BEGIN Text under study

Did you ever try to use metagenomic data from scientific papers? We found that 20% of the papers we searched for between 2016 and 2019 did not have their metagenomic data available for others to use. This number has been getting higher each year. The likelihood of not sharing the metagenomic data is higher in certain scientific disciplines, but the number of citations or type of journal doesn't predict whether the data will be available or not. However, papers in high-impact factor journals are more likely to have the metagenomic data available.

Twenty-first century science demands compliance with the ethical standard of data sharing of metagenomes and DNA sequence data more broadly. Data accessibility must become one of the routine and mandatory components of manuscript submissions—a requirement that should be applicable across the increasing number of disciplines using metagenomics. Compliance must be ensured and reinforced by funders, publishers, editors, reviewers, and, ultimately, the authors.


While a misconception of "open access" is promoting the explosion of "pay per print" journals, real accessibility of data and of scientific results is reduced. This reduces the overall quality of the scientific production and of the spread of knowledge. With this research we call for a more accurate process of revision that will ensure a true availability of hard data, and thus of reproducibility, enhancing the progress of science in every field.

Gianluca Corno
National Research Council of Italy - Water research Institute (CNR-IRSA)

This page is a summary of: Every fifth published metagenome is not available to science, PLoS Biology, April 2020, PLOS, DOI: 10.1371/journal.pbio.3000698.

END Text under study
BEGIN Information

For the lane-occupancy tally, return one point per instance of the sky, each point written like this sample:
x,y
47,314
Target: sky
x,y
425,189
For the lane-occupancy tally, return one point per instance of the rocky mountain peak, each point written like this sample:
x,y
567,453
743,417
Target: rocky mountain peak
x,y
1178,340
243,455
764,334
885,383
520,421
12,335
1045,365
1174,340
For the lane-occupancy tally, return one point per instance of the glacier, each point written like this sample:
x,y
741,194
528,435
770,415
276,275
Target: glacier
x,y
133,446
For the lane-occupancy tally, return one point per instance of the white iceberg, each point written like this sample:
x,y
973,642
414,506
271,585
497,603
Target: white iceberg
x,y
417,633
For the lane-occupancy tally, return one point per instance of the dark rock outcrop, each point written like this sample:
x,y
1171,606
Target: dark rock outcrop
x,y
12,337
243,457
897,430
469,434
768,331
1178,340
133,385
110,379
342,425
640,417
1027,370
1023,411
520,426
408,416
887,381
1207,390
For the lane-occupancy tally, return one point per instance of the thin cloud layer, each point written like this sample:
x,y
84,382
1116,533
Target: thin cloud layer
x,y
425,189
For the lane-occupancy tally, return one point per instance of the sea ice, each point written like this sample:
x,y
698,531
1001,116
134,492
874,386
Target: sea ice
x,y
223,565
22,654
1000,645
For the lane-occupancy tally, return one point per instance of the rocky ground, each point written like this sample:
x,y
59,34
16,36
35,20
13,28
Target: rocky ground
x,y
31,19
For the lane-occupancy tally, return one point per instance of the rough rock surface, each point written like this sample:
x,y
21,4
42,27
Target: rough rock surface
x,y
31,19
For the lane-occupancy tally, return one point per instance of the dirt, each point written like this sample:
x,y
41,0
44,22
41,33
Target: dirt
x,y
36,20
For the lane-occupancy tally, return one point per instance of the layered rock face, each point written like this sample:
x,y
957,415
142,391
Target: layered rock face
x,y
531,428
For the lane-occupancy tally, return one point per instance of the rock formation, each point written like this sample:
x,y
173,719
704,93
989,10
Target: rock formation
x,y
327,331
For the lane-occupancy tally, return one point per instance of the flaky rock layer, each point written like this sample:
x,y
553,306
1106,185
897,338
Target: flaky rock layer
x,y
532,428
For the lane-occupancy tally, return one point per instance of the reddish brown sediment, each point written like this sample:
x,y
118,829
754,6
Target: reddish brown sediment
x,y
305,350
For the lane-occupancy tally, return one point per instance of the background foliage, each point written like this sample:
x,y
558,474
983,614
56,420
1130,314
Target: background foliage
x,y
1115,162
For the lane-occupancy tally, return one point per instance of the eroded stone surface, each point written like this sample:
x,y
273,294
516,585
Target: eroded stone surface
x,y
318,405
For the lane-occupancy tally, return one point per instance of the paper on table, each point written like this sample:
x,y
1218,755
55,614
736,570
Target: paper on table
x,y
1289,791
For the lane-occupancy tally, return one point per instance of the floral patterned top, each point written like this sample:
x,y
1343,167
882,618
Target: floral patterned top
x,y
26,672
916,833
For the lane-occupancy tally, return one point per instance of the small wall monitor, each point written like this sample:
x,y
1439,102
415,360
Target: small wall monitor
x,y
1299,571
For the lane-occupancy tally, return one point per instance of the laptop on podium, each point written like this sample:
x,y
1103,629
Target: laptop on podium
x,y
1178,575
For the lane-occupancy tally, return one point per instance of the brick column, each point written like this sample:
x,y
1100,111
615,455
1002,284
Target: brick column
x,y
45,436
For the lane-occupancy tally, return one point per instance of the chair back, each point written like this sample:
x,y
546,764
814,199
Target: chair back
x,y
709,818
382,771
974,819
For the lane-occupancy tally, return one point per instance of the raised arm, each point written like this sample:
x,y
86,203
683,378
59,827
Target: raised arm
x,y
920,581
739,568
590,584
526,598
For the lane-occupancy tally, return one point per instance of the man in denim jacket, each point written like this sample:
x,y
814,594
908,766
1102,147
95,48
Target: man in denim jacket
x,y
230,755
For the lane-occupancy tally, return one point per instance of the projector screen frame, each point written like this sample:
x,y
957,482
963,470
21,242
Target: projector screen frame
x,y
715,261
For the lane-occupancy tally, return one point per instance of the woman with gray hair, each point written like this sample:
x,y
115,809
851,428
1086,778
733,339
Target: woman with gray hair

END Information

**Exercise instructions:**
1. List every party that the metagenome data-sharing summary says must ensure and reinforce compliance.
2. Repeat everything in the metagenome data-sharing summary from "While a misconception" down to "in every field.".
Rely on the text alone to respond.

**Answers for each item:**
1. funders, publishers, editors, reviewers, and the authors

2.
While a misconception of "open access" is promoting the explosion of "pay per print" journals, real accessibility of data and of scientific results is reduced. This reduces the overall quality of the scientific production and of the spread of knowledge. With this research we call for a more accurate process of revision that will ensure a true availability of hard data, and thus of reproducibility, enhancing the progress of science in every field.